+++ 所给文章

【数据结构_链表_最小堆】 链表找环，链表找交点，合并有序链表

Linked List Cycle

Given a linked list, determine if it has a cycle in it.
Follow up:

Can you solve it without using extra space?

对链表反序： while(p) { q=p->next; p->next=f; f=p;p=q;}

/**
* Definition for singly-linked list.
* struct ListNode {
*     int val;
*     ListNode *next;
*     ListNode(int x) : val(x), next(NULL) {}
* };
*/
class Solution {
public:
bool hasCycle(ListNode *head) {
ListNode *p=head,*q,*f=NULL;
while(p){//对链表反序，如果p回到起点，则有环
q=p->next;
p->next=f;
f=p;p=q;
if(p==head) return true;//有环
}
return false;//沒有环，p到了NULL
}
};

合并有序链表

用优先队列（小顶堆）

class Solution {
public:
struct cmp{
bool operator () ( const pair<int, int> &a, const pair<int, int > &b){
return a.first >= b.first;
}
}cc;
ListNode *mergeKLists(vector<ListNode *> &lists) {
priority_queue<pair<int, int>, vector<pair<int, int> >, cmp> que;
for(int i=0; i<lists.size(); i++) if(lists[i])

++++++
+++ 所给数据

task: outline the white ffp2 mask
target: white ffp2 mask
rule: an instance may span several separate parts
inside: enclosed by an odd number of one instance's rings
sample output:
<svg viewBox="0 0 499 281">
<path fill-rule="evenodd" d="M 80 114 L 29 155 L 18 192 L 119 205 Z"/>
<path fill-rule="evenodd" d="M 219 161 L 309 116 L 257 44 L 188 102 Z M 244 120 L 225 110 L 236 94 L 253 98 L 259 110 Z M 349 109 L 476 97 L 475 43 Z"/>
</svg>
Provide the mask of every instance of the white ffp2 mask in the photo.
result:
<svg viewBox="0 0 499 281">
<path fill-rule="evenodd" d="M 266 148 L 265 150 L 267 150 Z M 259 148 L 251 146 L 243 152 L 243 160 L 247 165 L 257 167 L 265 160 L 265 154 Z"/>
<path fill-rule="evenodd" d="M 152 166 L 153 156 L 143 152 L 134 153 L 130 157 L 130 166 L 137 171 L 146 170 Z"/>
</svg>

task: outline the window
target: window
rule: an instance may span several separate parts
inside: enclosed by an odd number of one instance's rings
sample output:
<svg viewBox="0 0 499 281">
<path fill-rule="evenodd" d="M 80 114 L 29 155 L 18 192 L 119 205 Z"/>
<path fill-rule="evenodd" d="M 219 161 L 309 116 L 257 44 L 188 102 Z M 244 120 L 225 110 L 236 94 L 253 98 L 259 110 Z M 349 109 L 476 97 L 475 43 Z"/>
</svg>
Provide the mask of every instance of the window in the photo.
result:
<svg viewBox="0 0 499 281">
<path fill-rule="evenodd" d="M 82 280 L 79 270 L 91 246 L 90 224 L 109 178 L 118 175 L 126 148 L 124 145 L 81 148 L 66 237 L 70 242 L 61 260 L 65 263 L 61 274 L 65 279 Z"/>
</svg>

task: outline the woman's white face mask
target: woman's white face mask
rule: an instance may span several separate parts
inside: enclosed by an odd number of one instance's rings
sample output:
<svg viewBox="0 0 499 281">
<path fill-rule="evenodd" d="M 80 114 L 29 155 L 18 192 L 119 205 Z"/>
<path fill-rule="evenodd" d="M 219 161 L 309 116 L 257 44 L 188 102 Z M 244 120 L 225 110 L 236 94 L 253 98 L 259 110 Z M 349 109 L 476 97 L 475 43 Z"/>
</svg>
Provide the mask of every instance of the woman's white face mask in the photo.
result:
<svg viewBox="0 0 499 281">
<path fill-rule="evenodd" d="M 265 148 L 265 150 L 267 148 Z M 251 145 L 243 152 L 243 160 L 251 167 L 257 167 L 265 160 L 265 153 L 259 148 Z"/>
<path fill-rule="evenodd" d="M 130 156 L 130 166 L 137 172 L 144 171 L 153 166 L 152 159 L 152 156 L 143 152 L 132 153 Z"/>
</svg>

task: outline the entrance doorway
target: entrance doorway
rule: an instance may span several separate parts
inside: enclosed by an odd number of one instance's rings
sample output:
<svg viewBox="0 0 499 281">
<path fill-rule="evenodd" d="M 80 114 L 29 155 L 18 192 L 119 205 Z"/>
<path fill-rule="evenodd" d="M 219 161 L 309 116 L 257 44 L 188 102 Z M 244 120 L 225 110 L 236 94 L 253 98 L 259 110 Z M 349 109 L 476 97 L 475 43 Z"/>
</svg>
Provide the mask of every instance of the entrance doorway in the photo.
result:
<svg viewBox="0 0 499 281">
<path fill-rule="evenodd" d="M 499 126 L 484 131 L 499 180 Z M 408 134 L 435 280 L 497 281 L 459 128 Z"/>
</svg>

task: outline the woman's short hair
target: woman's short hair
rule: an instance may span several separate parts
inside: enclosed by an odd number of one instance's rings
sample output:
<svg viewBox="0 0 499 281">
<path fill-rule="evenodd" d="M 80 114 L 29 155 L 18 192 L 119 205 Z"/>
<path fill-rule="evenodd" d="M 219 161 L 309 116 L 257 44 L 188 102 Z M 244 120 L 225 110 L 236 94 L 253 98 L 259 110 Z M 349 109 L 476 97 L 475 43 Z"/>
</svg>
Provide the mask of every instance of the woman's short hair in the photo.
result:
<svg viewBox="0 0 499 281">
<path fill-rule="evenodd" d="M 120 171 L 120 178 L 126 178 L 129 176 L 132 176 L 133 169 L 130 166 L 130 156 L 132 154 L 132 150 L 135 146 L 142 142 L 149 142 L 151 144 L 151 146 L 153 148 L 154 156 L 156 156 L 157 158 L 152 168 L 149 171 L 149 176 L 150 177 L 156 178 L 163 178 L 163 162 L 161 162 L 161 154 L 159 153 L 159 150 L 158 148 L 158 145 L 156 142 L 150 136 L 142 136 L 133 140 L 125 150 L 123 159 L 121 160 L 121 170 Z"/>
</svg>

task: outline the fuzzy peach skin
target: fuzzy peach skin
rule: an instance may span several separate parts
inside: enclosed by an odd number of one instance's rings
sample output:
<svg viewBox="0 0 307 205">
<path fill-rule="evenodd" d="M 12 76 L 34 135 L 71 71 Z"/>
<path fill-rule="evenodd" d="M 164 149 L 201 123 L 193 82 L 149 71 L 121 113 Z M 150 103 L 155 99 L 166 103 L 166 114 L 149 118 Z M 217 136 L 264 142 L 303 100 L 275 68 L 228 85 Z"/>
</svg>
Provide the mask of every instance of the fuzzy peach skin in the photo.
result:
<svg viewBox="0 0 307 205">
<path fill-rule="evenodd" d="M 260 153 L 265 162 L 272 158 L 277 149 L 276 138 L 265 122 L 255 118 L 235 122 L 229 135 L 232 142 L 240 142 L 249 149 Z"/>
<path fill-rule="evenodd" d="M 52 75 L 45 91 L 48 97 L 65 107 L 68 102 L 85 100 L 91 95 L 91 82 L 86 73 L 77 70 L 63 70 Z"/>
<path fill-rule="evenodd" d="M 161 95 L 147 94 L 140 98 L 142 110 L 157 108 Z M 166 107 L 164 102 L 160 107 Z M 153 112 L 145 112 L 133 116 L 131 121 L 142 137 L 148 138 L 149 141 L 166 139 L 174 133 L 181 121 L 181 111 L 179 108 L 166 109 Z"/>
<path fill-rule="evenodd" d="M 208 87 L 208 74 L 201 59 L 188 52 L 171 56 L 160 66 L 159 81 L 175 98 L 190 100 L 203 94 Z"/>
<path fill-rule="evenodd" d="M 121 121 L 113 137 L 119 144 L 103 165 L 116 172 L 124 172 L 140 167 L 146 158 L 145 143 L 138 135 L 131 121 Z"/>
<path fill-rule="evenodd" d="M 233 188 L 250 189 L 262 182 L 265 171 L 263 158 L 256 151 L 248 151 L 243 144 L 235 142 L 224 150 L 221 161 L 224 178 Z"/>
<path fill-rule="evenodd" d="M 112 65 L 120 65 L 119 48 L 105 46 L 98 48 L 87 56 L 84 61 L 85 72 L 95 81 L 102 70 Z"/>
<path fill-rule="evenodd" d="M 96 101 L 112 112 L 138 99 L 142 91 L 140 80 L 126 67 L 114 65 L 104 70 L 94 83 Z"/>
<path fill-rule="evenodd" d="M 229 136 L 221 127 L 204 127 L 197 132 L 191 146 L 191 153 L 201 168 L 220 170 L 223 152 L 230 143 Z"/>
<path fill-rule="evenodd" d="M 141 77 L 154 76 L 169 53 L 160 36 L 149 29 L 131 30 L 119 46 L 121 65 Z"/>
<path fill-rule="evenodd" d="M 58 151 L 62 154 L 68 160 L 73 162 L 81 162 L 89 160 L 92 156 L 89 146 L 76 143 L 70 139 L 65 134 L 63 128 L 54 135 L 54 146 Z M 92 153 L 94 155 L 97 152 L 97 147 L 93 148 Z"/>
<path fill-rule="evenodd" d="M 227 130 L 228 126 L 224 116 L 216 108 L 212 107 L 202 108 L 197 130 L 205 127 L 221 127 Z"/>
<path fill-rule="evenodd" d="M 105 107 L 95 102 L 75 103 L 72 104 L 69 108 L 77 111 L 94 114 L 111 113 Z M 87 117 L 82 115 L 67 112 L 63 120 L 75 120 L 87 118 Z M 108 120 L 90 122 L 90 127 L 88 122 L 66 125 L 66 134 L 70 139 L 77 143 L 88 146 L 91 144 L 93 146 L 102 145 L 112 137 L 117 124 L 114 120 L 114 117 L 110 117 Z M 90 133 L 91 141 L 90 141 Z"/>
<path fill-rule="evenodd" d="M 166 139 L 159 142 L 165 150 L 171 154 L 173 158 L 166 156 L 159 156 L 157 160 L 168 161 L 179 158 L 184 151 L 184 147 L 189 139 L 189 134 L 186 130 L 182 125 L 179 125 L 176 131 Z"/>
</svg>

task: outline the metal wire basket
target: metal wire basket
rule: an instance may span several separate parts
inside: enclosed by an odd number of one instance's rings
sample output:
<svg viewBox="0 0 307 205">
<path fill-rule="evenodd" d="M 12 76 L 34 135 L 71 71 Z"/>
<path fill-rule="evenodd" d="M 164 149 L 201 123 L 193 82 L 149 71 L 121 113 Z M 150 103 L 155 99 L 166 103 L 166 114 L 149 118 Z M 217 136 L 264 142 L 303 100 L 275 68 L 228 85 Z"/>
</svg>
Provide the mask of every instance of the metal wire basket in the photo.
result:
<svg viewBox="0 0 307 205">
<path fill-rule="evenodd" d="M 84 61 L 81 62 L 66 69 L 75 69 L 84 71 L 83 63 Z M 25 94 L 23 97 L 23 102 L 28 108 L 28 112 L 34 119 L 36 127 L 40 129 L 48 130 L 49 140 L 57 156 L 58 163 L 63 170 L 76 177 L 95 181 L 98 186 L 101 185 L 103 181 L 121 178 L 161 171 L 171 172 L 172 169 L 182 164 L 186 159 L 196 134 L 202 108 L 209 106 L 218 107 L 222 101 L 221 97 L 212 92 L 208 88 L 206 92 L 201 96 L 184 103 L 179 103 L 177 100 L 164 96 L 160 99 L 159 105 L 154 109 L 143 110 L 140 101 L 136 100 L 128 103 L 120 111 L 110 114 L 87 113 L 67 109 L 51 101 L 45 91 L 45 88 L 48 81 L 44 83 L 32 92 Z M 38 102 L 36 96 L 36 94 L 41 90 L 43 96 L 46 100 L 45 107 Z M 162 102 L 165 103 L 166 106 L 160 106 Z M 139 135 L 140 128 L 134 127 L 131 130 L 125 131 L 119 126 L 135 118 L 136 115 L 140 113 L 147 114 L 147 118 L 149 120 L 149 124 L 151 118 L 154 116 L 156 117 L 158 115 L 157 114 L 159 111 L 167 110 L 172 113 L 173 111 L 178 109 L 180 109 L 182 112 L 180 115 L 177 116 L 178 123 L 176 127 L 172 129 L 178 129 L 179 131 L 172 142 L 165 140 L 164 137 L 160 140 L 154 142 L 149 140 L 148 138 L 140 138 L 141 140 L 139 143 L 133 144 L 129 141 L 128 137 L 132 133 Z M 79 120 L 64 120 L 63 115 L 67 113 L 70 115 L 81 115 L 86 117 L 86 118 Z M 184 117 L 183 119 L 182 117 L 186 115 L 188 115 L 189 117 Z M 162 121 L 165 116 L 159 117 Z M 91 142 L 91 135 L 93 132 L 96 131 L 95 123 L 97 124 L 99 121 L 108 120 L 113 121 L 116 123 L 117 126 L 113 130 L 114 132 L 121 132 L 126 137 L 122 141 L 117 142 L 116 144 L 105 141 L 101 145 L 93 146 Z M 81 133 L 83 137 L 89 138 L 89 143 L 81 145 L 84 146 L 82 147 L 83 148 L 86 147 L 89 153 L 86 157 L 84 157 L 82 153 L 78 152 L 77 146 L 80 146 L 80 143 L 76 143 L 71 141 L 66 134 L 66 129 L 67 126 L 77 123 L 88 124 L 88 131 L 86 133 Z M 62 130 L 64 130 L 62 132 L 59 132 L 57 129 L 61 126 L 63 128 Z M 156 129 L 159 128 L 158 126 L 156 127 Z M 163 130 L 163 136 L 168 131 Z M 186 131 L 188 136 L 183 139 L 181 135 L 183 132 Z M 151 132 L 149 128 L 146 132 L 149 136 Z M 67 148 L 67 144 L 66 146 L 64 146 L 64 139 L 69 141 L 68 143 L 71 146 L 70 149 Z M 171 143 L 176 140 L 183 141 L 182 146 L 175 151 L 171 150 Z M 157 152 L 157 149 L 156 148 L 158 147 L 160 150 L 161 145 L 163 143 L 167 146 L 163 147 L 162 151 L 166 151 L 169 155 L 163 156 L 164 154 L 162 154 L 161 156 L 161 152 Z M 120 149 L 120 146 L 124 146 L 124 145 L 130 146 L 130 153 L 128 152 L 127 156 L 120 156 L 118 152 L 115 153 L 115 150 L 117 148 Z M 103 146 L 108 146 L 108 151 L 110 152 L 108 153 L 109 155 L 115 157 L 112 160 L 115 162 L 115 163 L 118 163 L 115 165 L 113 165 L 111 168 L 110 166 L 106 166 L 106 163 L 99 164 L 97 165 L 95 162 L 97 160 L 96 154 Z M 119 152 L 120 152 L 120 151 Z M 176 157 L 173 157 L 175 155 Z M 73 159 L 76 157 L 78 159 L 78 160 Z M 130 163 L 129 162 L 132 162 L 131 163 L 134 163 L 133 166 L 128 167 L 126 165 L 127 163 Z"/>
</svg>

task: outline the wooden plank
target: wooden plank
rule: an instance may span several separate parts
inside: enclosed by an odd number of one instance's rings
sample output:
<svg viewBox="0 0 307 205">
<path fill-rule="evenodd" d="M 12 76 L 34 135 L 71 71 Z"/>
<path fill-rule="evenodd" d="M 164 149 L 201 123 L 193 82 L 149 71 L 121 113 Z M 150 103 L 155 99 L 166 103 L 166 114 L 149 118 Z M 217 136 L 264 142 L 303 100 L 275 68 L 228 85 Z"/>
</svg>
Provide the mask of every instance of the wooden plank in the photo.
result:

++++++

• 练习题目:
a – 能否把条目中从含有“task: outline the wooden plank”的那一行起、一直到条目最后一行为止的各行逐字照录出来，首尾两行都包括在内？
b – 能从链表文章停下的地方接着往下写吗？
链表文章与这些条目彼此无关。

• 参考答案:
a –
task: outline the wooden plank
target: wooden plank
rule: an instance may span several separate parts
inside: enclosed by an odd number of one instance's rings
sample output:
<svg viewBox="0 0 307 205">
<path fill-rule="evenodd" d="M 12 76 L 34 135 L 71 71 Z"/>
<path fill-rule="evenodd" d="M 164 149 L 201 123 L 193 82 L 149 71 L 121 113 Z M 150 103 L 155 99 L 166 103 L 166 114 L 149 118 Z M 217 136 L 264 142 L 303 100 L 275 68 L 228 85 Z"/>
</svg>
Provide the mask of every instance of the wooden plank in the photo.
result:

b –
que.push(pair<int, int>(lists[i]->val, i));

ListNode *head =NULL, *tail =NULL;
while(!que.empty()){
pair<int, int> t = que.top(); que.pop();
int i = t.second;
if(!head) head = lists[i];
else tail -> next = lists[i];
tail = lists[i];
lists[i] = lists[i]->next;
if(lists[i])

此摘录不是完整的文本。